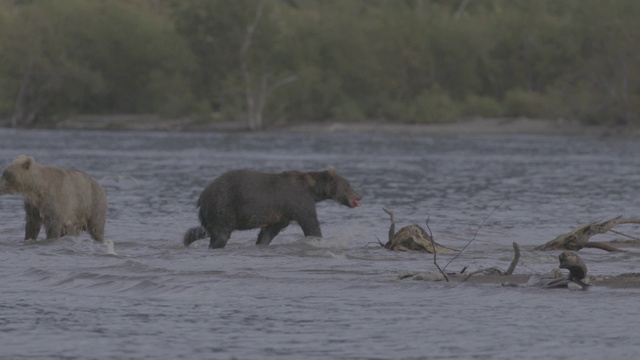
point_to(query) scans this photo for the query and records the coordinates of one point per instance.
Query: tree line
(267, 63)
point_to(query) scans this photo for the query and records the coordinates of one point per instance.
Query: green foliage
(414, 61)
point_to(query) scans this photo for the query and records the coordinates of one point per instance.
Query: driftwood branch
(516, 258)
(474, 235)
(497, 270)
(412, 238)
(435, 261)
(579, 237)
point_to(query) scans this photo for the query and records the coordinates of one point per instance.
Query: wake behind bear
(246, 199)
(65, 201)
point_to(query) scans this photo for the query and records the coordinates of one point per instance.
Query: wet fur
(64, 201)
(246, 199)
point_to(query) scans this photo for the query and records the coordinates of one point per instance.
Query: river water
(334, 298)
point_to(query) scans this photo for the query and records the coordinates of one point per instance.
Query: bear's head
(17, 177)
(337, 188)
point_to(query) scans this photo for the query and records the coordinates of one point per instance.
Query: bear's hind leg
(54, 230)
(268, 233)
(33, 223)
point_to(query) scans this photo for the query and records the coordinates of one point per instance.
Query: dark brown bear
(245, 199)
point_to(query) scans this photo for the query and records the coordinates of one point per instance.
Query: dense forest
(267, 63)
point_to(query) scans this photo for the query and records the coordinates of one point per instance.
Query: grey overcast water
(332, 298)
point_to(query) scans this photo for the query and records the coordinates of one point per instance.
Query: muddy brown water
(332, 298)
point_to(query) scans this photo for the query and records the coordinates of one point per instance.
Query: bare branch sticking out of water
(516, 258)
(579, 237)
(497, 270)
(435, 262)
(412, 238)
(474, 235)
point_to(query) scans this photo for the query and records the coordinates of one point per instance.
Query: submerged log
(579, 237)
(413, 238)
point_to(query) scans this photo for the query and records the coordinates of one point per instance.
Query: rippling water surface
(332, 298)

**DIRECTIVE:**
Make an exact copy of every record, pictures excluded.

**REPLY:**
point_to(query) scans this photo for the query and records the coordinates of one point per instance.
Query: tree line
(267, 63)
point_to(query) scans this photo for the query and records the coordinates of one point per instance.
Query: green foliage
(414, 61)
point_to(query) scans this photo for the query and records the coordinates of one point per instance.
Query: driftwood branch
(516, 258)
(474, 235)
(497, 270)
(412, 238)
(435, 261)
(579, 237)
point_to(query) scans this photo for the query and records the coordinates of one point per instance.
Query: wake behind bear
(246, 199)
(65, 201)
point_to(query) scans this photo for the query and records the coordinates of one point per instance.
Query: wet fur
(64, 201)
(246, 199)
point_to(query) scans this photo for the query and records the coordinates of one point per instance.
Query: river water
(334, 298)
point_to(query) scans this photo for the query and records the coordinates of one point per instance.
Query: bear's head
(17, 177)
(337, 188)
point_to(query) scans this photo for the query and records the coordinates of one point per instance.
Query: bear's hind leg
(54, 230)
(268, 233)
(33, 223)
point_to(query) scans this photo for the query and records the coordinates of one point per instance.
Query: dark brown bear
(245, 199)
point_to(query) scans this photo for the query and records the coordinates of one point per instance.
Query: dense forest
(267, 63)
point_to(query) scans this photo for the query and records the coordinates of one point per instance.
Query: grey overcast water
(332, 298)
point_to(query) scans this photo for the query and records the coordinates of one point per instance.
Query: muddy brown water
(332, 298)
point_to(query) scans this photo for the query and records the coordinates of one point per instance.
Query: bare branch sticking out of water
(516, 258)
(579, 237)
(497, 270)
(435, 262)
(412, 238)
(474, 235)
point_to(query) scans this photo for the query and records the coordinates of one point per instance.
Query: submerged log
(579, 237)
(413, 238)
point_to(query) scans this photo for the query and records the coordinates of one point per instance.
Query: rippling water surface
(332, 298)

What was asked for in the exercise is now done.